Your goal: The listing below is to be written out word for word, minus its images.

Data provided:
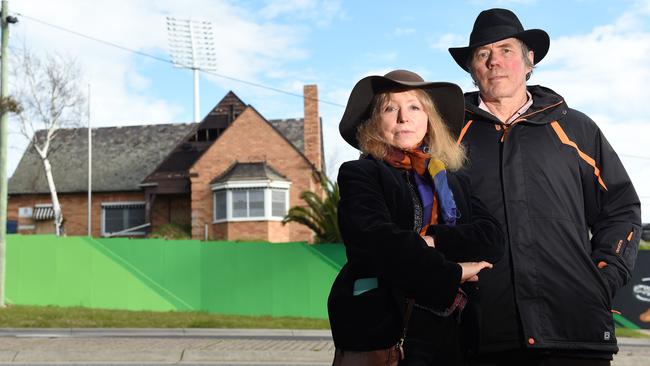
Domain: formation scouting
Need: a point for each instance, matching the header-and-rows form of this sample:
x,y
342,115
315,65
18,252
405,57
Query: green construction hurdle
x,y
291,279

Reply:
Domain: formation scouting
Need: a point for each instance, matching the header-and-rows form of this sample:
x,y
342,115
315,65
18,252
405,57
Query: green construction hurdle
x,y
291,279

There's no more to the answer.